THE PROBLEM
Line count for the string "grass": give the number of lines in the data below that contain it, and nothing more.

-- RECORDS SUPPLIED follows --

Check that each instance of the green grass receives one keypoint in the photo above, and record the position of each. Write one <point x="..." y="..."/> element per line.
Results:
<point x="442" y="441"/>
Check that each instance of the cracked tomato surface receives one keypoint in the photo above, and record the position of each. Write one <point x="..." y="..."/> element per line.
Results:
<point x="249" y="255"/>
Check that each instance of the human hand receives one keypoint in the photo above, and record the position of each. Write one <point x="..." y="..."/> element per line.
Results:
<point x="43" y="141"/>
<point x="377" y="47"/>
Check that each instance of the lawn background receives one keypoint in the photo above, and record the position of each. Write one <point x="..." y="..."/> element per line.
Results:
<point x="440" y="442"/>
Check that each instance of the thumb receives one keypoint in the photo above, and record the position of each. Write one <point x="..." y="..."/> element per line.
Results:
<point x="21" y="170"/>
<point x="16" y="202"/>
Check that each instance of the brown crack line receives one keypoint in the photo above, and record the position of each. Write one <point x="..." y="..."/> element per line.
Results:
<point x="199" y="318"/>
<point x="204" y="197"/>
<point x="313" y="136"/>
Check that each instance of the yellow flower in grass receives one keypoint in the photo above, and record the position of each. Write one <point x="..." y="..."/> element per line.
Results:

-- RECORDS SUPPLIED concluded --

RESULT
2